• [What you are asked to do]: Tally every line of the listing where the string "water" is found, and state the total alone.

• [Task data]:
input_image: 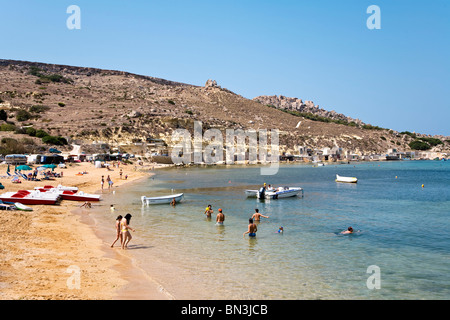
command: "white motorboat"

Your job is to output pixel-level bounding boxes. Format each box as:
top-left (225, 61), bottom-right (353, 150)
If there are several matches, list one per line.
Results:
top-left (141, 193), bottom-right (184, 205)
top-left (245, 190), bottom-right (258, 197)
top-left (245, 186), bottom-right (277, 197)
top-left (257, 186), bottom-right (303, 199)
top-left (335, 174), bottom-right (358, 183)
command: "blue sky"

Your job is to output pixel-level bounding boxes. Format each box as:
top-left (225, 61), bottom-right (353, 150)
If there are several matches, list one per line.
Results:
...
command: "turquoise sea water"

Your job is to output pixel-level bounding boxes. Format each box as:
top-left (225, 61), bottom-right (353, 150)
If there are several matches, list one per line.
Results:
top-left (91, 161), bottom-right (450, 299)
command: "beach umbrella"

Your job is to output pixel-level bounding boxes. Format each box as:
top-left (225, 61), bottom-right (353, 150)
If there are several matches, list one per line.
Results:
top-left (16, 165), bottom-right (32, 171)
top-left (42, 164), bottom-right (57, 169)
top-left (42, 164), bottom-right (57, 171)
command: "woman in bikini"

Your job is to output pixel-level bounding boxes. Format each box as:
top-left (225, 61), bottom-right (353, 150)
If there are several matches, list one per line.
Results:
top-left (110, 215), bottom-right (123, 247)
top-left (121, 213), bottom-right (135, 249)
---
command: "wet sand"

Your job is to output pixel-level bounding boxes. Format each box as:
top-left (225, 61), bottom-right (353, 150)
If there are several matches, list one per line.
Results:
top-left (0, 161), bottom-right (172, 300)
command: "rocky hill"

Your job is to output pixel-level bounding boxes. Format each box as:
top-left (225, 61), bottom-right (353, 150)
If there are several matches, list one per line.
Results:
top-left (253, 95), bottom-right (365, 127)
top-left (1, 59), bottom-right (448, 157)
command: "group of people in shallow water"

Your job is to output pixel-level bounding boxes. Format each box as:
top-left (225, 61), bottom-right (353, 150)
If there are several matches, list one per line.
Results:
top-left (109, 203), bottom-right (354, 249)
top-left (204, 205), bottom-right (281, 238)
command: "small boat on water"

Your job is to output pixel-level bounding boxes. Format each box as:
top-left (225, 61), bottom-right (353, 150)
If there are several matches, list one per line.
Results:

• [Answer section]: 3